> **Problems and tasks**:
A – Answer these questions from the passage on tunnels in garnets:
(i) What Mohs hardness does the passage give for garnet?
(ii) In which journal did the Swedish and Thai scientists publish their studies?
(iii) What is the name of the process in which the tunnels fuse with each other to form a network?
B – Write the next part of the passage on tunnels in garnets, picking up after its final sentence.

> **Passage to read**:
--- START ---
A garnet is not a soft stone. With a Mohs hardness of 7.5, the mineral resists both physical and chemical assault. In light of that, the garnets pulled from Thailand’s Chiang Mai River contain an intriguing puzzle: dozens of spidery tunnels.
To gem dealers, they are dismaying. They mar the gems’ clarity and spoil their profit. But to a team of Swedish and Thai scientists, who recently published their studies in the journal PLOS ONE, they were fascinating. What could be responsible for galleries whose shifting shapes and circuitous routes seem to defy their location in a gemstone as tough as hardened steel?
Sometimes the tunnels run in parallel palisades, negotiating turns in tandem.
Sometimes they curve without regard to one another. Sometimes they branch. Sometimes the branches fuse. Sometimes a tunnel enters the garnet and comes right back out again in a simple arc.
Sometimes the tunnels have round cross sections, particularly near the tips. Sometimes they are rectangular or hexagonal with much larger diameters, particularly near the gem’s surface. The orientation of these polygonal tunnels is usually identical in adjacent tunnels, suggesting their orientation is controlled by the planes of the garnet crystal.
But above all there were these three clues: every single tunnel had an exit hole at the gem’s surface. None of the garnets pulled from their source in granite host rock contained a single tunnel. And a few of the tunnels were stuffed with these reddish roundish filaments.
The scientists considered many hypotheses.
The Chiang Mai River is calm, which rules out some sort of bizarre rock-tumbler effect.
Pyrope and almandine garnets can contain spiky inclusions of the minerals rutile or chrysotile, but they are normally more evenly distributed, and they do not curve or reach the crystal’s surface.
Three other physical processes can produce tunnels – ambient inclusion tunnels, fluid inclusion trails, and radiation damage trails -- but none of them resemble these tunnels.
The fact that the tunnels fuse with each other to form a network is, however, highly suggestive. This process, called anastomosis, is highly characteristic of life -- and one kingdom in particular.
--- END ---
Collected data
--- START ---
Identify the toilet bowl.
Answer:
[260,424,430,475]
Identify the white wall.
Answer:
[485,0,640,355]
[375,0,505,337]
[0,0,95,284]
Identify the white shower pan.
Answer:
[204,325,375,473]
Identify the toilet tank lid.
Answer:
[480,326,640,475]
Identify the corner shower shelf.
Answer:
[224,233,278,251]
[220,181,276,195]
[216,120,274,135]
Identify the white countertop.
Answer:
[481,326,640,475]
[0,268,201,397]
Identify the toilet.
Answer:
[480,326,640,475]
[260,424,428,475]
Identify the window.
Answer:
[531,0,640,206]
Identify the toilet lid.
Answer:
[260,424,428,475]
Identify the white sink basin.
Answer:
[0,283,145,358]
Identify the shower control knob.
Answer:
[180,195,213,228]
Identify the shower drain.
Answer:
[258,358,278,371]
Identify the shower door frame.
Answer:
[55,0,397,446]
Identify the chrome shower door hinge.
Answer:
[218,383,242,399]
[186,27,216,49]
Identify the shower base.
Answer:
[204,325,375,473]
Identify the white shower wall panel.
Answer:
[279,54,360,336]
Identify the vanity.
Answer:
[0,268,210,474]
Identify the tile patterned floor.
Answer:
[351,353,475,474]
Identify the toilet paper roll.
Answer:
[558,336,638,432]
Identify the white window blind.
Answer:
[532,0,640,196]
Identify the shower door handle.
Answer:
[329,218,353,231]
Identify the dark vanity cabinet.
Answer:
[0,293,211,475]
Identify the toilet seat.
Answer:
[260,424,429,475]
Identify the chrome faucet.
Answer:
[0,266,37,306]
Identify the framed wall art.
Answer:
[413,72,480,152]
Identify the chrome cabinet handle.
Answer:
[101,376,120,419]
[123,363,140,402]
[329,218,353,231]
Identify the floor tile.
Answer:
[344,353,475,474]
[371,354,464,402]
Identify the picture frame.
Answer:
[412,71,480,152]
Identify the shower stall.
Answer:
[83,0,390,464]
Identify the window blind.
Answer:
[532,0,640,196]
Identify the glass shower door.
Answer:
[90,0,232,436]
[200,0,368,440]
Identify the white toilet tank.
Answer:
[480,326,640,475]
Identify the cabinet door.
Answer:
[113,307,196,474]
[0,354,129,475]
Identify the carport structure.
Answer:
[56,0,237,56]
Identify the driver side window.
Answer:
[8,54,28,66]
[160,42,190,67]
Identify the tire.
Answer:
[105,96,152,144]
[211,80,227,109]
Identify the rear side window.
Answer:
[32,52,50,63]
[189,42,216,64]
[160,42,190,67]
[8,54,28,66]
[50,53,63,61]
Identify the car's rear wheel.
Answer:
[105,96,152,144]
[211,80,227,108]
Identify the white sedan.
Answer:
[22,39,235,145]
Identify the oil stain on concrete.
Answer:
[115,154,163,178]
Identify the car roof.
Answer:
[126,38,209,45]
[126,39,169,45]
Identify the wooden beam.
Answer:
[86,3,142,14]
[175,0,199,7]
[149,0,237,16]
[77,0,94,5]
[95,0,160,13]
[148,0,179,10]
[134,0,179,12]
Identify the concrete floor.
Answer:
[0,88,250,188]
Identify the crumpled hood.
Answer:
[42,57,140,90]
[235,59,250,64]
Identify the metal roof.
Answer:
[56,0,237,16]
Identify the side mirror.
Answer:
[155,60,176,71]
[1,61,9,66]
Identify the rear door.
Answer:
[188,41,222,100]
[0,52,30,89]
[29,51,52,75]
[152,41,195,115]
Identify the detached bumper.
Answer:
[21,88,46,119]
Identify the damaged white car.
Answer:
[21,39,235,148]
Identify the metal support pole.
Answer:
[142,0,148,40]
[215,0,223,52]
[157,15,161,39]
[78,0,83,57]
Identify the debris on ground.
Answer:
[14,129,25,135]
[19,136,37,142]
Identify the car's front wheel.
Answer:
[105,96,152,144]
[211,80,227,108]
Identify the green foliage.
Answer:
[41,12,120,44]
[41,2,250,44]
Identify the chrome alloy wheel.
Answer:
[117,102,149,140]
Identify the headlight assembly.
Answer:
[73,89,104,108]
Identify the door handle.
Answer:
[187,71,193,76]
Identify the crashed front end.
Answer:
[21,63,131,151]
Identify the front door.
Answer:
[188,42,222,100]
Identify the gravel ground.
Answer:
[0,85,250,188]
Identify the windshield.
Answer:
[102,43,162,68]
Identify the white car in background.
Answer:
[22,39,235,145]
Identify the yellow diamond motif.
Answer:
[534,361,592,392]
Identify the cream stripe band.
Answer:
--- END ---
> **Exercise results**:
A –
(i) 7.5
(ii) PLOS ONE
(iii) Anastomosis

B –
A few years ago I wrote about the fact that the world’s largest mining operation is run by fungi. Both lichens and mycorrhizal fungi, a huge class of organisms that live cooperatively with plant roots, bore into rock using a combination of organic acids, metal-grabbing molecules called chelators, and mechanical force. The tip of a fungal filament is a biological drill bit, bearing down on the rock face with crushing pressure. Both types of fungi are after mineral nutrients, though lichens are also securing themselves to their home. Recently, fungi have also been discovered excavating the seafloor crust. If so, the sheer volume of such crust might make it, astoundingly, Earth’s largest fungal habitat.
Yet in spite of these discoveries, no one has ever observed fungi mining garnet or any other mineral harder than a Mohs 7. Nor have anastomosing tunnels or polygonal entrances been observed in fungal diggings previously.
The fact all tunnels have surface openings supports a biological agent, as do those telltale filaments still trapped inside. Complex organic fatty acid residues characteristic of life were detected inside but not outside the tunnels, nor in hematite and quartz controls from the same sediments. Because fungi can transport the tailings from their excavations to the outside via their own bodies, this would explain why the tunnels are not clogged with the “byproducts of mineral dissolution”.
Although bacteria have also been known to bore into rocks in search of iron and manganese, the size, shape and connectedness of the tunnels are consistent with the action of fungi but not with that of iron-oxidizing bacteria. Excavating fungi can also detect and follow chemical gradients within rock they are mining. This may explain the palisade-like appearance of many parallel tunnels, as the fungi chase the same nutrients like hounds scenting a fox. The fungi in the Chiang Mai River also have strong motive. Garnets are a source of usable iron. The sediments of the river are not.
The weight of the evidence thus suggests, the scientists say, that the garnet tunnels are the stopes, shafts, drifts, and adits of iron-starved river fungi, mining the garnets of the Chiang Mai not for adornment, but for their very survival.
Ivarsson, Magnus, Henrik Skogby, Bongkot Phichaikamjornwut, Stefan Bengtson, Sandra Siljeström, Prayote Ounchanum, Apichet Boonsoong et al. "Intricate tunnels in garnets from soils and river sediments in Thailand–Possible endolithic microborings."PloS One 13, no. 8 (2018): e0200351.